### [Exercise prompt]
Of the entries below, restate word for word only the section that runs from the line with "Category: referee in dark suit" to the line with "325, row 83.", counting both ends.

START Material provided

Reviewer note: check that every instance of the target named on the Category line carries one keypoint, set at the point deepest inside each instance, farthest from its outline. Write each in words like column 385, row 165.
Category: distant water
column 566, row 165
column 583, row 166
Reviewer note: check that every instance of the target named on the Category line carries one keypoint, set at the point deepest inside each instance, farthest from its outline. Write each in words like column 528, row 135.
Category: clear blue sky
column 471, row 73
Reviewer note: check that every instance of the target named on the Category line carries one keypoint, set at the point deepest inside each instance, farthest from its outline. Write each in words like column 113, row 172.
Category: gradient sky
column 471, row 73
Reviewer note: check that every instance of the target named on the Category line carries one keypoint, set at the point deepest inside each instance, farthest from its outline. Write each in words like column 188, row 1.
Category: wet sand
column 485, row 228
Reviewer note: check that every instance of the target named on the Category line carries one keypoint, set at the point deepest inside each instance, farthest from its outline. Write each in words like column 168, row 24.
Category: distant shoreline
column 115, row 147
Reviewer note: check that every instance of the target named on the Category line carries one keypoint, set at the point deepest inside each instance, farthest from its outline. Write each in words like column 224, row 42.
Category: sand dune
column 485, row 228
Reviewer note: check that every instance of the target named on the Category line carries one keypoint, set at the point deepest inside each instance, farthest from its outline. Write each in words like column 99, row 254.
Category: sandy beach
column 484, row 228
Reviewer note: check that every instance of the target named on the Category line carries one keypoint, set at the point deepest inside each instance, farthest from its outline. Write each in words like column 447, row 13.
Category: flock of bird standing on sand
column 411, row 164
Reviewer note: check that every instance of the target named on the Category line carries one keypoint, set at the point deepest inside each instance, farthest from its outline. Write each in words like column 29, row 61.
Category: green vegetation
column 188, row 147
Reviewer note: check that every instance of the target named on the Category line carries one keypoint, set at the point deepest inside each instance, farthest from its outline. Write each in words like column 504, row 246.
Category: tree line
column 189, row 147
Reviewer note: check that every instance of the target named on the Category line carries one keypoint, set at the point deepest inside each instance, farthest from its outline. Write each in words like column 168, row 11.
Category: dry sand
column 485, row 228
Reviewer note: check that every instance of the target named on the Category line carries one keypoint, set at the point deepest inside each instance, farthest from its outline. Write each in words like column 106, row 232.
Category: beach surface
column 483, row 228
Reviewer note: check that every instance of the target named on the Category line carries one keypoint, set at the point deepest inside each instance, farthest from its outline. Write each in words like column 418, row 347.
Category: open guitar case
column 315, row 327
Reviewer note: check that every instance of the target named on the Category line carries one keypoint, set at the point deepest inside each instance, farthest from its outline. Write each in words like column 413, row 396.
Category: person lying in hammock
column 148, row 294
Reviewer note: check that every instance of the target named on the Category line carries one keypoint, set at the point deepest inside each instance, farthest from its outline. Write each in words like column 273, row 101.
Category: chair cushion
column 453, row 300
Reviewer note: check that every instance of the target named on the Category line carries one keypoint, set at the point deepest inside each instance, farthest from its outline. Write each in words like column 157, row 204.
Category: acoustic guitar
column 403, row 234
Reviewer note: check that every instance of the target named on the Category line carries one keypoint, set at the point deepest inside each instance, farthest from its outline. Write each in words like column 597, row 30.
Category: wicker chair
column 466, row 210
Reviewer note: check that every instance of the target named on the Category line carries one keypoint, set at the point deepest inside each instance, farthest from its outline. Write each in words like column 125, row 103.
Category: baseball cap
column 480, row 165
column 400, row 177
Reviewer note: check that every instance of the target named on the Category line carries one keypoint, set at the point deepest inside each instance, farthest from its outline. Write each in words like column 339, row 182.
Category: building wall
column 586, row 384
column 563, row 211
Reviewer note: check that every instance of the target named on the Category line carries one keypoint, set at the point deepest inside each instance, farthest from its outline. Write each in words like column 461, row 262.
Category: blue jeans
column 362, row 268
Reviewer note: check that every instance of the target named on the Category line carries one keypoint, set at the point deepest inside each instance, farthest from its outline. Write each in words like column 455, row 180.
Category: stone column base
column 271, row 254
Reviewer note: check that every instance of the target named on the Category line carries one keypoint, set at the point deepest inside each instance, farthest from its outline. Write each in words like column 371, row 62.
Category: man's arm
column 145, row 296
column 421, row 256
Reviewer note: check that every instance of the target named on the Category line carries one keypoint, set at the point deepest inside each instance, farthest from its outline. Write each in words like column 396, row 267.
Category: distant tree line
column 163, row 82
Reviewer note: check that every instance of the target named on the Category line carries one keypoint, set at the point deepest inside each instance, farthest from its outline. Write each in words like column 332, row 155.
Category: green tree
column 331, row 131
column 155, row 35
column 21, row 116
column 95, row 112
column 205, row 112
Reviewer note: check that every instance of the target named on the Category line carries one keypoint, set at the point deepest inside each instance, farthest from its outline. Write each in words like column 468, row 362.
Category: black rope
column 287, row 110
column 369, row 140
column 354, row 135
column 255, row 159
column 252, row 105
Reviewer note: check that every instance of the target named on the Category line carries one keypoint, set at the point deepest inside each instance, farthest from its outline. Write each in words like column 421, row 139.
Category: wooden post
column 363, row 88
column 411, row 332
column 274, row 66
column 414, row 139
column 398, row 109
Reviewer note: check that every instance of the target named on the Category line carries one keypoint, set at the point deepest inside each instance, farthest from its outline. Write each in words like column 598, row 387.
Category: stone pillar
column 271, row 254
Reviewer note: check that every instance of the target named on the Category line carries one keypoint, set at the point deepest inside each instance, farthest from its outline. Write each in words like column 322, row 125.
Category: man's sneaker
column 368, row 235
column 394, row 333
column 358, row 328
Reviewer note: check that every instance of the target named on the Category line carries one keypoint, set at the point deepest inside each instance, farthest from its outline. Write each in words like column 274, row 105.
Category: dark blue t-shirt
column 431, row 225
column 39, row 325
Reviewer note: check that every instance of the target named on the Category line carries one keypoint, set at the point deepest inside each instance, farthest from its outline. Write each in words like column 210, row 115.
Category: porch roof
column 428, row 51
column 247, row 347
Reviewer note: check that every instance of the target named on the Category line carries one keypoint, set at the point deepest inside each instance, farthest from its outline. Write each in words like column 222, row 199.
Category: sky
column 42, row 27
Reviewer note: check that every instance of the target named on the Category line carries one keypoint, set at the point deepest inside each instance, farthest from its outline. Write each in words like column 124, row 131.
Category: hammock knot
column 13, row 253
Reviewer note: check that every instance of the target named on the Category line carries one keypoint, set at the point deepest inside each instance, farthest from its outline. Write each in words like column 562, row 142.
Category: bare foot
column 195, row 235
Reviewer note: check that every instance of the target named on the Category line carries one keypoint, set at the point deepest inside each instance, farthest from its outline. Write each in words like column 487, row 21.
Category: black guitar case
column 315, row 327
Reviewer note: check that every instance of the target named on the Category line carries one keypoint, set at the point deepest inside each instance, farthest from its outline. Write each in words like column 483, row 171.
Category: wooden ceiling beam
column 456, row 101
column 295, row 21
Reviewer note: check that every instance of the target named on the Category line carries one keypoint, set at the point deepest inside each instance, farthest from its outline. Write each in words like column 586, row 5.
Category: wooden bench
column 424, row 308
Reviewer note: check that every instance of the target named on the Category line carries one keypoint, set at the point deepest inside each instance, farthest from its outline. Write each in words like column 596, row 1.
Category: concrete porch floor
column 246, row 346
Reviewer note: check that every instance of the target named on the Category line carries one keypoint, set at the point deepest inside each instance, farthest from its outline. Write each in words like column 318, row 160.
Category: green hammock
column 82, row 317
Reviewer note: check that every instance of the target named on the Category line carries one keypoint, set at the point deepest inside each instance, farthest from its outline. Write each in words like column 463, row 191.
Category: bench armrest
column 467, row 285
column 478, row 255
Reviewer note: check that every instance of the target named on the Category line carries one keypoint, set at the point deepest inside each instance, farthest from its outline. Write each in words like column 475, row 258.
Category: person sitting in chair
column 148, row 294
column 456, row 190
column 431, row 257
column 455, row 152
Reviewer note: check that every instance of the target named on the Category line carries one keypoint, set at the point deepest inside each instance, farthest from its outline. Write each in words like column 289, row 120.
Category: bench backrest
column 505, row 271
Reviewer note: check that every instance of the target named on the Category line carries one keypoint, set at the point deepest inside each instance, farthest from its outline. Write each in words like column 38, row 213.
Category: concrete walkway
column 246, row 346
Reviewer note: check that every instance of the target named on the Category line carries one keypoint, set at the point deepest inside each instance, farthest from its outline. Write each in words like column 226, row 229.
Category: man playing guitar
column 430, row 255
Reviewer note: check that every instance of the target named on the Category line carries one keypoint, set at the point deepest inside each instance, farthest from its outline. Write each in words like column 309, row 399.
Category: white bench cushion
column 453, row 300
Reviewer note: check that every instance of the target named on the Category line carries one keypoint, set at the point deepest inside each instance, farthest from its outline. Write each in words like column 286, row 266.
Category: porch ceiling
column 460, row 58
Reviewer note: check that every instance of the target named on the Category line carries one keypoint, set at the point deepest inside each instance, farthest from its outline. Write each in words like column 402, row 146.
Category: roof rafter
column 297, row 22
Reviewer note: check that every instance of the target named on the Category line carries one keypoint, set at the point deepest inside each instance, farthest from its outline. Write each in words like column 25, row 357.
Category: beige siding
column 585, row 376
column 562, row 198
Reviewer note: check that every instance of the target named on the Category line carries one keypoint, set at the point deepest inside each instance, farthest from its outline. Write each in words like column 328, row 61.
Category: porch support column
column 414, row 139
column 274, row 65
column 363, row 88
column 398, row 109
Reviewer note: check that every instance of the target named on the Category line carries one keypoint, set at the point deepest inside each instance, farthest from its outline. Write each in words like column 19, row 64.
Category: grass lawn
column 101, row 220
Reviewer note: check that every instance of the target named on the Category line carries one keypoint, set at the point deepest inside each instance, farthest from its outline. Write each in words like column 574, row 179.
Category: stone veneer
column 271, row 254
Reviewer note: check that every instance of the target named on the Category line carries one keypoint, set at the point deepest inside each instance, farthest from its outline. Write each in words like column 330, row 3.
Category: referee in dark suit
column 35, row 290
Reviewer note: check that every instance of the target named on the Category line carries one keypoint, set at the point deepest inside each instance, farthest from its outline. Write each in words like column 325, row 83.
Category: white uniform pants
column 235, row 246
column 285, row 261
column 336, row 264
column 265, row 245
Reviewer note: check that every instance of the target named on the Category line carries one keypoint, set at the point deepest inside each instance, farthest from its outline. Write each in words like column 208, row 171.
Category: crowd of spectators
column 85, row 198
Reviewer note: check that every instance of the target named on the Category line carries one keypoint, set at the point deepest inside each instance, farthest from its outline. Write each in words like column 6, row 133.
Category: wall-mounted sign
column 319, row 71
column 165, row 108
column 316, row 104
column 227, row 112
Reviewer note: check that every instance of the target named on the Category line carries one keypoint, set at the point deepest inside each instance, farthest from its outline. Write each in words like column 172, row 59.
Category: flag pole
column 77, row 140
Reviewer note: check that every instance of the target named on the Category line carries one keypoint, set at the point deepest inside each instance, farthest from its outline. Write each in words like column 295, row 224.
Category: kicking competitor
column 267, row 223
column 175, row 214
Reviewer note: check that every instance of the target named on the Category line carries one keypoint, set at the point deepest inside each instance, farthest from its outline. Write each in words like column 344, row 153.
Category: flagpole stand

END Material provided

### [Response area]
Category: referee in dark suit
column 35, row 290
Reviewer note: check that every instance of the target named on the Category line carries one keypoint, set at the point deepest inside each instance, farthest from its outline. Write each in words like column 325, row 83.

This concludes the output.